• **What you will do**
All the data should come back exactly as it was given.

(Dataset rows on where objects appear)
— BEGIN —

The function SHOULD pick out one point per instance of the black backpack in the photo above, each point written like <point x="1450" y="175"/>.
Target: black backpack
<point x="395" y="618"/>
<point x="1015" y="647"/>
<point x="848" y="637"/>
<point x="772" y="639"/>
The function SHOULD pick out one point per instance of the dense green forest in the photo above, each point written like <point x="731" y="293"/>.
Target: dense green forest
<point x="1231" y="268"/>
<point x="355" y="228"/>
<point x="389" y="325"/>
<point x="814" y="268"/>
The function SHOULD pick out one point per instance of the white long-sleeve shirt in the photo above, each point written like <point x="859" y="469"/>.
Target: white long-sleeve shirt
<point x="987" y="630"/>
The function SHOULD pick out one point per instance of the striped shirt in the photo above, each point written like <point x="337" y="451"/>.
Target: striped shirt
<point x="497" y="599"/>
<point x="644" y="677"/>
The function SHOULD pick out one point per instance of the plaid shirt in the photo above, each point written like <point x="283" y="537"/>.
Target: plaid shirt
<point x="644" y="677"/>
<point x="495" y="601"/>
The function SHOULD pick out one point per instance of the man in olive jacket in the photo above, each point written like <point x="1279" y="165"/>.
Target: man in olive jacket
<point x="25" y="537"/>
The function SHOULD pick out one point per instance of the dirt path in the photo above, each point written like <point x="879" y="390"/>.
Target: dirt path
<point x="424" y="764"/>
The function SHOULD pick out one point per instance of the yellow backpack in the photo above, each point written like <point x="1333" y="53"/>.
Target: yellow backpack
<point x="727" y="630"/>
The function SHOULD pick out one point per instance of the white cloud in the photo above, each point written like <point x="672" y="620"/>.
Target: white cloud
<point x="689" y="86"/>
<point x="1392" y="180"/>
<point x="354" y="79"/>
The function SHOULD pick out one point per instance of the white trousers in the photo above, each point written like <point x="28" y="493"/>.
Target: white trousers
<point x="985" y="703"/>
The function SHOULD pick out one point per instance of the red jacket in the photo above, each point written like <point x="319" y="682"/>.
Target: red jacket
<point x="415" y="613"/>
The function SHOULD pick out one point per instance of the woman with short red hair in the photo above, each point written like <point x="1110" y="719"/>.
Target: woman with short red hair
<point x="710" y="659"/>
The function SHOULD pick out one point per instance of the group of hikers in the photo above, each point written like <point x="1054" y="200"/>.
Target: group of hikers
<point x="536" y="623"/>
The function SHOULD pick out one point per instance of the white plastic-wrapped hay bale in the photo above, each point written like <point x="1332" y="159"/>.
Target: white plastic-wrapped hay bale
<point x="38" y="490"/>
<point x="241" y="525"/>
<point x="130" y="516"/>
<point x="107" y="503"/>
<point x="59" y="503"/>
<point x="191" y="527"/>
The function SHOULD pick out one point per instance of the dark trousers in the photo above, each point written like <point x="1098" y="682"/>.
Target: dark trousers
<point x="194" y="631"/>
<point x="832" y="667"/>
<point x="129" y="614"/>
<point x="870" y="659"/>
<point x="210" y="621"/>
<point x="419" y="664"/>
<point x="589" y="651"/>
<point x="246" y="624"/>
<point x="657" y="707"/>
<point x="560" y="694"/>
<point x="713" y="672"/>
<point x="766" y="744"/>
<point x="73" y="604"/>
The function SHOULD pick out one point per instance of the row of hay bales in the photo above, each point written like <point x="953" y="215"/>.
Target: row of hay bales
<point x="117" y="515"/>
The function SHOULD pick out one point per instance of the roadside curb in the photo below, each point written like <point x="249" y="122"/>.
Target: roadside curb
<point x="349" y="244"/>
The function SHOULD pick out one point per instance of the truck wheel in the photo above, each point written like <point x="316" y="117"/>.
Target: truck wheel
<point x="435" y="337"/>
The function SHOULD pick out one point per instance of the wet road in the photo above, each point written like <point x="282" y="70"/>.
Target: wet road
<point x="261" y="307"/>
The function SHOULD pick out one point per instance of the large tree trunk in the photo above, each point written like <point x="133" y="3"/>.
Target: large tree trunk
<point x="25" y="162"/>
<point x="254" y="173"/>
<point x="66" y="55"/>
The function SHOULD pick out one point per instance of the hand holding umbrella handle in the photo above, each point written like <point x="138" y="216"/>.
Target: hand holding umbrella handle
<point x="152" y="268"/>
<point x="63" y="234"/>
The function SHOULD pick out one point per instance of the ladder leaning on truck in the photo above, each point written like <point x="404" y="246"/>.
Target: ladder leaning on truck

— END —

• **Answer below**
The function SHOULD pick out one point per instance of the black backpack in the photo above, each point written like <point x="1450" y="175"/>.
Target: black backpack
<point x="395" y="618"/>
<point x="1015" y="647"/>
<point x="848" y="637"/>
<point x="772" y="639"/>
The function SHOULD pick out one point per instance of the dense green forest in the photo above, each point written like <point x="731" y="293"/>.
Target: dense green forest
<point x="1231" y="268"/>
<point x="355" y="228"/>
<point x="389" y="325"/>
<point x="814" y="268"/>
The function SHOULD pick out one point per instance of the white long-sleeve shirt in the photo above, each point written like <point x="859" y="469"/>.
Target: white long-sleeve shirt
<point x="987" y="630"/>
The function SHOULD pick out one point per instance of the striped shirt in the photo above, each point written like <point x="337" y="451"/>.
Target: striped shirt
<point x="497" y="599"/>
<point x="644" y="677"/>
The function SHOULD pick out one point per instance of the plaid shirt in the photo above, each point written like <point x="283" y="537"/>.
Target: plaid shirt
<point x="644" y="677"/>
<point x="495" y="601"/>
The function SHOULD pick out one point per instance of the man in olive jacket in the photo above, each point written like <point x="1279" y="165"/>.
Target: man in olive jacket
<point x="25" y="537"/>
The function SHOULD pick out one point per instance of the dirt path in the photo above, each point written like <point x="879" y="390"/>.
Target: dirt path
<point x="424" y="764"/>
The function SHOULD pick out one point per instance of the yellow backpack in the photo above, each point written like <point x="1333" y="53"/>.
Target: yellow backpack
<point x="727" y="630"/>
The function SHOULD pick out one point per instance of the white cloud in the photo above, each point written like <point x="672" y="620"/>.
Target: white cloud
<point x="689" y="86"/>
<point x="1392" y="180"/>
<point x="354" y="79"/>
The function SHOULD pick out one point per instance of the white trousers in the photo above, each point written like <point x="28" y="493"/>.
Target: white trousers
<point x="985" y="703"/>
The function SHOULD pick out one point per instance of the red jacket in the photo above, each point written like <point x="319" y="682"/>.
Target: red jacket
<point x="415" y="613"/>
The function SHOULD pick out one point per instance of the woman with short red hair in the photo above, each point written like <point x="1110" y="719"/>.
Target: woman with short red hair
<point x="710" y="659"/>
The function SHOULD pick out one point per instance of the group of hikers in the photo above, each point written like <point x="1054" y="200"/>.
Target: group of hikers
<point x="536" y="623"/>
The function SHOULD pick out one point per instance of the white plastic-wrapped hay bale in the photo above, each point written like <point x="1332" y="159"/>.
Target: white plastic-wrapped hay bale
<point x="38" y="490"/>
<point x="241" y="525"/>
<point x="130" y="516"/>
<point x="107" y="503"/>
<point x="59" y="503"/>
<point x="191" y="527"/>
The function SHOULD pick out one point per instance of the dark trousers in the photo above, each point written like <point x="1098" y="682"/>.
Target: dark trousers
<point x="194" y="631"/>
<point x="832" y="667"/>
<point x="129" y="614"/>
<point x="870" y="659"/>
<point x="210" y="621"/>
<point x="419" y="664"/>
<point x="589" y="651"/>
<point x="246" y="624"/>
<point x="657" y="707"/>
<point x="560" y="694"/>
<point x="713" y="672"/>
<point x="766" y="744"/>
<point x="73" y="604"/>
The function SHOULD pick out one point per instance of the row of hay bales in the photo above, each point written like <point x="953" y="215"/>.
Target: row of hay bales
<point x="117" y="515"/>
The function SHOULD pick out one point per instance of the roadside curb in the photo below, each point written like <point x="249" y="122"/>.
Target: roadside curb
<point x="349" y="244"/>
The function SHOULD pick out one point per instance of the truck wheel in the photo above, each point written like <point x="316" y="117"/>.
Target: truck wheel
<point x="435" y="337"/>
The function SHOULD pick out one point per instance of the wet road in the photo above, each point written like <point x="282" y="70"/>.
Target: wet road
<point x="261" y="307"/>
The function SHOULD pick out one point per instance of the large tree trunk in the photo above, each point written like <point x="133" y="3"/>.
Target: large tree trunk
<point x="25" y="162"/>
<point x="254" y="173"/>
<point x="66" y="55"/>
The function SHOULD pick out one point per instance of the hand holding umbrella handle in the photo above, each point written like <point x="138" y="216"/>.
Target: hand holding umbrella handle
<point x="152" y="268"/>
<point x="63" y="234"/>
The function SHOULD pick out one point per instance of the ladder leaning on truck in the photo above, each point written like <point x="404" y="246"/>.
Target: ladder leaning on truck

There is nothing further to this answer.